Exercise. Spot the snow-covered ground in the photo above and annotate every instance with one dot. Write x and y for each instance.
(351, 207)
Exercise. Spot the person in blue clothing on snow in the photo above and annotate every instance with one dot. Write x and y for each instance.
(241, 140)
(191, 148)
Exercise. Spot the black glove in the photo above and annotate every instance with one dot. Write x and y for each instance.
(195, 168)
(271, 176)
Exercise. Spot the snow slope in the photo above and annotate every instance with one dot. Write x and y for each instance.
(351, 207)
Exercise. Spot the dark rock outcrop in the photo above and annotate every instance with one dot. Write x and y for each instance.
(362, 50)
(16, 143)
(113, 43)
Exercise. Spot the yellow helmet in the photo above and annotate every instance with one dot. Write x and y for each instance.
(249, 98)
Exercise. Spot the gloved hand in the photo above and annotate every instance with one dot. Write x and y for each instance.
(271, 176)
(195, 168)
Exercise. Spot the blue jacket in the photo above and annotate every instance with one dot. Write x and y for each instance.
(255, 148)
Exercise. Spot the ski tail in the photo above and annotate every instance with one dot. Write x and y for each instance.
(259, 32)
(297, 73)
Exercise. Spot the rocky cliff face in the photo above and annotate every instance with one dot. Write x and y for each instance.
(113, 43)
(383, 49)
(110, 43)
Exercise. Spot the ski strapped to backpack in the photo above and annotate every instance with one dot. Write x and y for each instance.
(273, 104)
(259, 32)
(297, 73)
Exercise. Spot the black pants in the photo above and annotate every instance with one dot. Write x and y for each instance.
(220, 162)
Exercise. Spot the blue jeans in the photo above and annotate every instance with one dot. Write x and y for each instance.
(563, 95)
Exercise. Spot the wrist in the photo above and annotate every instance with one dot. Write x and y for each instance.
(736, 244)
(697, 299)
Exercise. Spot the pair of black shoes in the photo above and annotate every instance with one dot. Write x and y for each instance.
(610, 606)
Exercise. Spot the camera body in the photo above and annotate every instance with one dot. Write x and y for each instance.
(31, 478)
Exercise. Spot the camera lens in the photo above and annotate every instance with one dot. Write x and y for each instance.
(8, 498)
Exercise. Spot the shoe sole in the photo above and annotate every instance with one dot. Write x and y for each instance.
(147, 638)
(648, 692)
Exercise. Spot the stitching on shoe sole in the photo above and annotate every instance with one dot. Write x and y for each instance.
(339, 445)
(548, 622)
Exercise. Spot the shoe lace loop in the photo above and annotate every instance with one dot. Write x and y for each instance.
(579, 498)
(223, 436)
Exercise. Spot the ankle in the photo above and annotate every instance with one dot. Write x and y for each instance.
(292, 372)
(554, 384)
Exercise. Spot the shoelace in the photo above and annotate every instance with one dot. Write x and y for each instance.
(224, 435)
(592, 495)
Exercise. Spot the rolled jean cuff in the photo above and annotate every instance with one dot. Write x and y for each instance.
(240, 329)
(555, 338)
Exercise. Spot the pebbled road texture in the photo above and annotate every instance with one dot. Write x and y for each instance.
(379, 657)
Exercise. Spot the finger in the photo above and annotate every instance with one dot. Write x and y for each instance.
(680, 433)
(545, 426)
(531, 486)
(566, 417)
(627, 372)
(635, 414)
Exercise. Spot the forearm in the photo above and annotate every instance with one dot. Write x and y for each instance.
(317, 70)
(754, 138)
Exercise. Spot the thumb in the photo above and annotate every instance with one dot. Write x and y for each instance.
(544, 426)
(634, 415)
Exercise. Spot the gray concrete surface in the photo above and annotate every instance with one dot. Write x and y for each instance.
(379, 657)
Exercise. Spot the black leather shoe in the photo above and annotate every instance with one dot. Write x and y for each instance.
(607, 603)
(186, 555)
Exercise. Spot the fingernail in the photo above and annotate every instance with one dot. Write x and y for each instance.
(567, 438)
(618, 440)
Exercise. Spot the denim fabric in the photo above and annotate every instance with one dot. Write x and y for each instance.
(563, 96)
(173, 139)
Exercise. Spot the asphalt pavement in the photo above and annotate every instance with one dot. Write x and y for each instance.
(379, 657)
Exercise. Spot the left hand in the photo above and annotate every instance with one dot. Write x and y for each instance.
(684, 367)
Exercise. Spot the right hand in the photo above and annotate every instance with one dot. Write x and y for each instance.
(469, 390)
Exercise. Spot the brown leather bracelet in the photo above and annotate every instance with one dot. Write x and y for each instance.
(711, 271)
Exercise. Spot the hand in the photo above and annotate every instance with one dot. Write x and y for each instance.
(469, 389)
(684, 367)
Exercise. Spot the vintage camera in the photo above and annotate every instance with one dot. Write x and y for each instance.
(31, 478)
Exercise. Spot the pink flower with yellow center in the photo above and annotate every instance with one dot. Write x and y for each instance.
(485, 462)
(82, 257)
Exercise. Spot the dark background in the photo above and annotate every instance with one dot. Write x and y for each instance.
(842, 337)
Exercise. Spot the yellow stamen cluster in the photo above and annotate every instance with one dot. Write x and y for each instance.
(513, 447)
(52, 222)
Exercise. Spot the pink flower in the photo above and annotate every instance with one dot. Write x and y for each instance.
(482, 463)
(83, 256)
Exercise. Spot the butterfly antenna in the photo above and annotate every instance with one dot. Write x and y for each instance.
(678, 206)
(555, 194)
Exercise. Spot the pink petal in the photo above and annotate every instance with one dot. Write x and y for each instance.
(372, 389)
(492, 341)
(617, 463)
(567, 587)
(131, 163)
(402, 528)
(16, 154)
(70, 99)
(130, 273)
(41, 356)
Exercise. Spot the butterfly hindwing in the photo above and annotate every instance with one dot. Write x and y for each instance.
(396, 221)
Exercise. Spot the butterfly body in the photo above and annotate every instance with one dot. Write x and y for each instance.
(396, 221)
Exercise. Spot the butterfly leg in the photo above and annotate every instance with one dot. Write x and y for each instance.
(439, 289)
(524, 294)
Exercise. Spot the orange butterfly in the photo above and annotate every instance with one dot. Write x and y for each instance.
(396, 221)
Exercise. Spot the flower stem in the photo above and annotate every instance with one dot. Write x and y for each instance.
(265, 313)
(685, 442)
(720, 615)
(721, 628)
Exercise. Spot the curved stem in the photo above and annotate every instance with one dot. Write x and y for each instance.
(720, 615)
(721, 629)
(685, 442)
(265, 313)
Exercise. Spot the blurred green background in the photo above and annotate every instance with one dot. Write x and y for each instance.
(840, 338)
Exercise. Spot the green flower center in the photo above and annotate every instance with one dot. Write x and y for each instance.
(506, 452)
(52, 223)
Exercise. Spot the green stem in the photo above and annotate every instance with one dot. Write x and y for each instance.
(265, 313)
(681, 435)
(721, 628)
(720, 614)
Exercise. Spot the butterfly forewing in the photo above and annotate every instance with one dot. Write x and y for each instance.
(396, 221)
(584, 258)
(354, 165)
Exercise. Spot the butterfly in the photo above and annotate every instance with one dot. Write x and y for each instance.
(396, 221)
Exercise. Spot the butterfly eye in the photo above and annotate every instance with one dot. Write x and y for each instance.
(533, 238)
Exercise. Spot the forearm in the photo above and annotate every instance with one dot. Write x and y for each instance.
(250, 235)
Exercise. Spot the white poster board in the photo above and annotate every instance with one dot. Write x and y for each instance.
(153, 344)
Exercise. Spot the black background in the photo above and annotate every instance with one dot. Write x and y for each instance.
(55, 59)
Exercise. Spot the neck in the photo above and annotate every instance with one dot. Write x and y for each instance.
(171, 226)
********
OBJECTIVE
Restate every entry word for word.

CORRECT OUTPUT
Exercise. Spot the snow-covered ground in the photo above and annotate every instance with one dot. Write x and y for each instance.
(351, 207)
Exercise. Spot the person in blue clothing on snow in the photo above and annotate every instance with one dot. Write x and y for each instance.
(241, 140)
(191, 148)
Exercise. Spot the black glove in the photo above and annotate every instance with one dot. Write x and y for each instance.
(195, 168)
(271, 176)
Exercise. Spot the snow slope in the photo above and annotate every instance with one dot. Write x and y for each instance.
(351, 207)
Exercise. Spot the dark rock outcrop in the photo above and annotate every instance with one dot. Write x and y for each instance.
(362, 50)
(16, 143)
(113, 43)
Exercise. Spot the yellow helmet in the photo above and annotate every instance with one dot. Write x and y for each instance.
(249, 98)
Exercise. Spot the gloved hand in the photo above and annotate every instance with one dot. Write x and y for each instance.
(271, 176)
(195, 168)
Exercise. Spot the blue jacket in the photo above and annotate every instance with one dot. Write x and y for each instance.
(255, 148)
Exercise. Spot the ski tail in the photo above and annotate every instance with one dot. Write x and y for each instance.
(259, 32)
(297, 73)
Exercise. Spot the rocky cliff face in the photo above and annotate every instance with one dot. Write x and y for each instance.
(113, 43)
(383, 49)
(110, 43)
Exercise. Spot the ski strapped to backpack in the photo above and annotate every instance with one dot. Write x and y for each instance.
(273, 104)
(259, 32)
(297, 73)
Exercise. Spot the black pants in the photo above and annotate every instance with one dot. Write x and y for each instance.
(220, 162)
Exercise. Spot the blue jeans in the photo above and annotate every instance with one dot. Write x and y for each instance.
(563, 95)
Exercise. Spot the wrist in the photo above and annotate every instance with one dot. Write x and y for each instance.
(736, 244)
(697, 299)
Exercise. Spot the pair of black shoes in the photo above and annotate every instance with one dot. Write x and y for each instance.
(610, 606)
Exercise. Spot the camera body in the photo above and annotate every instance with one dot. Write x and y for each instance.
(31, 478)
Exercise. Spot the camera lens in the photo above and annotate every instance with one dot. Write x and y for each instance.
(8, 498)
Exercise. Spot the shoe sole in the photo above and annotate every instance with one dot. Write x and y for each instance.
(147, 638)
(648, 692)
Exercise. Spot the stitching on shoe sole in the photo above and annotate every instance with one dot. Write x and y for each instance.
(339, 445)
(548, 622)
Exercise. Spot the shoe lace loop in the photo above and annotate every instance with one dot. Write x and y for each instance.
(579, 498)
(223, 436)
Exercise. Spot the ankle in the photo above and annotate every instance with one dot. Write x and y for each instance.
(292, 372)
(554, 384)
Exercise. Spot the shoelace in the photo above and annotate every instance with one dot. Write x and y for each instance.
(224, 435)
(592, 495)
Exercise. Spot the rolled jean cuff in the photo above and annotate every instance with one dot. Write x and y for each instance.
(240, 329)
(555, 338)
Exercise. Spot the pebbled road texture in the photo above and annotate every instance with one dot. Write x and y for each instance.
(379, 657)
Exercise. Spot the finger in the photo above and annotate every instance with one dot. Write x and y for each instance.
(680, 433)
(545, 426)
(531, 486)
(566, 417)
(627, 372)
(635, 414)
Exercise. Spot the forearm in the photo above and annotate every instance with one dot. Write x and y for each instance.
(317, 70)
(754, 138)
Exercise. Spot the thumb in the photo above and annotate every instance with one dot. Write x and y for each instance.
(544, 426)
(634, 415)
Exercise. Spot the gray concrete surface in the photo above and annotate every instance with one dot. Write x and y for each instance.
(379, 657)
Exercise. Spot the black leather shoe in the photo above and annotate every instance with one dot. Write x and y for each instance.
(607, 603)
(186, 555)
Exercise. Spot the fingernail in the photo above and annotate every instance with one dot. Write x and y for each instance.
(567, 438)
(618, 440)
Exercise. Spot the denim fabric in the photo above and annotate every instance with one dot. Write x and y for each instance.
(563, 96)
(173, 139)
Exercise. Spot the asphalt pavement in the photo above and annotate every instance with one dot. Write x and y for each instance.
(379, 657)
Exercise. Spot the left hand in the photo above and annotate every instance with one dot. Write x and y for each instance.
(684, 367)
Exercise. Spot the right hand in the photo above and annotate every instance with one dot. Write x and y for each instance.
(469, 390)
Exercise. Spot the brown leather bracelet in the photo above and annotate every instance with one dot. Write x and y for each instance.
(711, 271)
Exercise. Spot the hand in the photo above and annotate every instance with one dot. Write x and y for each instance.
(469, 389)
(684, 367)
Exercise. Spot the vintage camera in the photo above and annotate every instance with one dot. Write x and y for each instance.
(31, 478)
Exercise. Spot the pink flower with yellow center in the photo above and annotate every instance with one dot. Write x and y for each instance.
(485, 462)
(82, 257)
Exercise. Spot the dark background in the photo above and annotate every instance with one dot. Write x and y for each instance.
(842, 337)
Exercise. Spot the yellow stamen cluster in the photo above and annotate every instance with one dot. Write x and y for each instance.
(513, 447)
(52, 222)
Exercise. Spot the pink flower in the photo above and annotate every instance with one dot. Write x and y for each instance.
(482, 463)
(83, 256)
Exercise. Spot the butterfly antenna in the photo above and annotate every instance with one dot. Write x and y for each instance.
(678, 206)
(555, 194)
Exercise. Spot the pink petal in the photo above and annotate every instance with one dot. Write x and y for each instance.
(372, 389)
(492, 341)
(617, 463)
(567, 587)
(131, 163)
(402, 528)
(16, 154)
(70, 99)
(130, 273)
(41, 356)
Exercise. Spot the butterfly hindwing in the photo above and annotate every instance with one dot. Write x and y for each instance.
(396, 221)
Exercise. Spot the butterfly body in the photo above and annotate every instance with one dot. Write x and y for each instance.
(396, 221)
Exercise. Spot the butterfly leg in the photo above and annotate every instance with one dot. Write x and y for each instance.
(439, 289)
(524, 294)
Exercise. Spot the orange butterfly in the photo above and annotate every instance with one dot. Write x and y for each instance.
(396, 221)
Exercise. Spot the flower stem in the photo above and annotate every instance with one dot. Write x and y for each instance.
(265, 313)
(685, 442)
(720, 615)
(721, 628)
Exercise. Spot the curved stem in the photo above and annotate every instance with one dot. Write x and y for each instance.
(720, 615)
(721, 629)
(685, 442)
(265, 313)
Exercise. Spot the blurred green background in the photo above and annotate every instance with one dot. Write x and y for each instance.
(840, 338)
Exercise. Spot the green flower center in the photo above and annotate every instance with one dot. Write x and y for each instance.
(506, 452)
(52, 223)
Exercise. Spot the green stem in the photo above and annotate every instance with one dot. Write x and y for each instance.
(265, 313)
(681, 435)
(721, 628)
(720, 614)
Exercise. Spot the butterfly forewing in the photo above and annotate every instance with one dot. Write x and y for each instance.
(396, 221)
(584, 258)
(354, 165)
Exercise. Spot the butterfly in the photo above and annotate every instance with one dot. Write x and y for each instance.
(396, 221)
Exercise. Spot the butterfly eye in the photo above and annotate every instance with one dot. Write x and y for each instance.
(533, 238)
Exercise. Spot the forearm in the photo above and annotate every instance with one dot. Write x and y for each instance.
(250, 235)
Exercise. Spot the white poster board in the photo above and annotate every instance with one dot. Write x and y for each instance.
(153, 344)
Exercise. Spot the black background in the photo above and annotate every instance with one dot. Write x and y for each instance.
(55, 59)
Exercise. Spot the neck in the photo above and annotate every instance with one dot. Write x and y for each instance.
(171, 226)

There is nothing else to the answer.